● **Material for the task**
------------------------------------------------------------------------
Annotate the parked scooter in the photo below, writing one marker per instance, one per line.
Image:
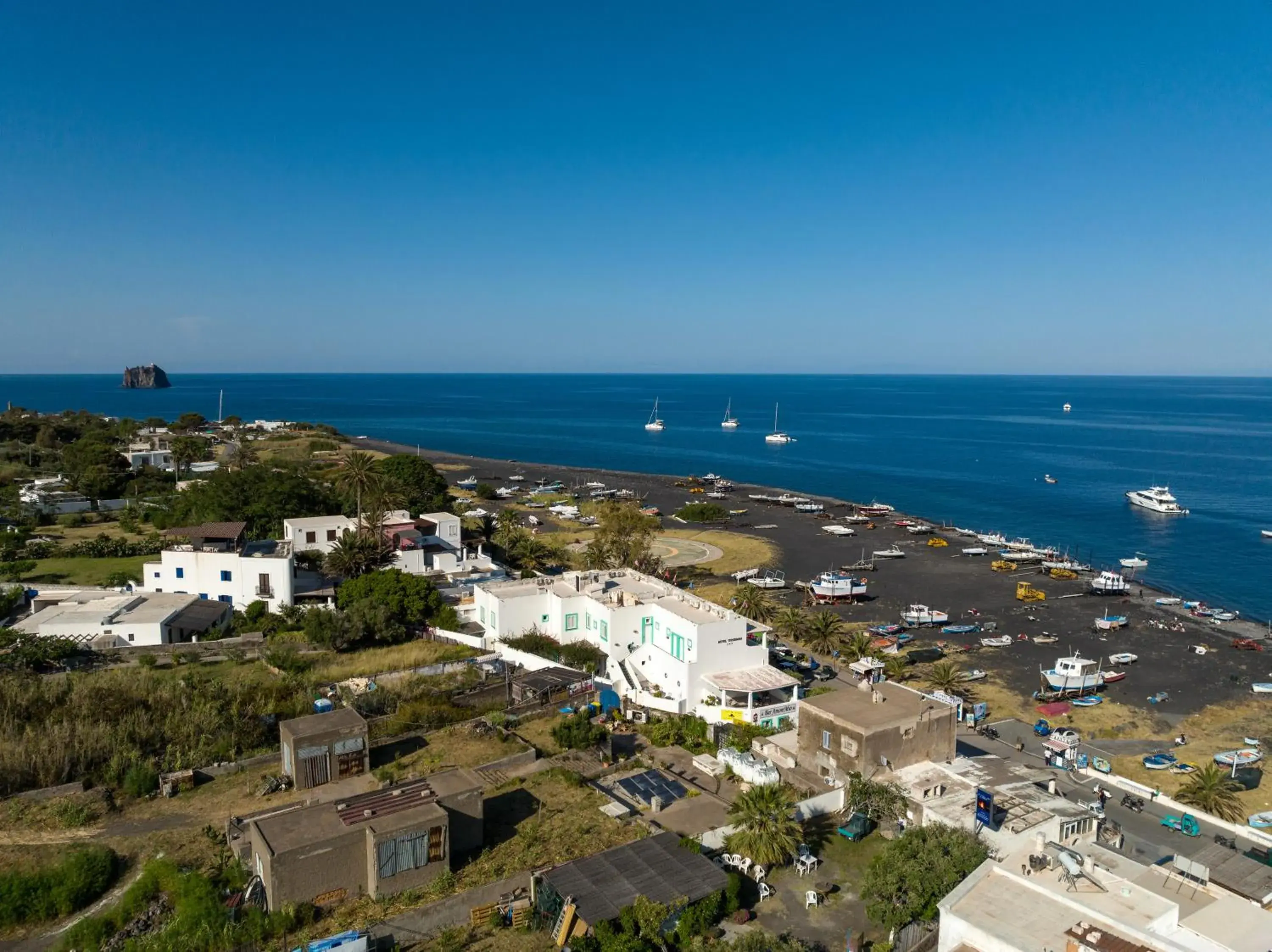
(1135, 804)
------------------------------------------------------------------------
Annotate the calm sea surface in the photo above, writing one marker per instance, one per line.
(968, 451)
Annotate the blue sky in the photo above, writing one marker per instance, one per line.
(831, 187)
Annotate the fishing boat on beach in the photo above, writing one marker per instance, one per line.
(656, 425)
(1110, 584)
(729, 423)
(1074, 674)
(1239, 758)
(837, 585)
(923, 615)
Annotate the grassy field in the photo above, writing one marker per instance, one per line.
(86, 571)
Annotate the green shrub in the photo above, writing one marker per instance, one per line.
------------------------------------------------------------------------
● **What you are asked to do**
Copy out the listing verbatim from the line with "Annotate the parked" to the line with "(1135, 804)", including both of those lines, and leave the picture out of your answer.

● **Final result**
Annotate the parked scooter in the photo below, writing one marker per instance, one per line.
Image:
(1135, 804)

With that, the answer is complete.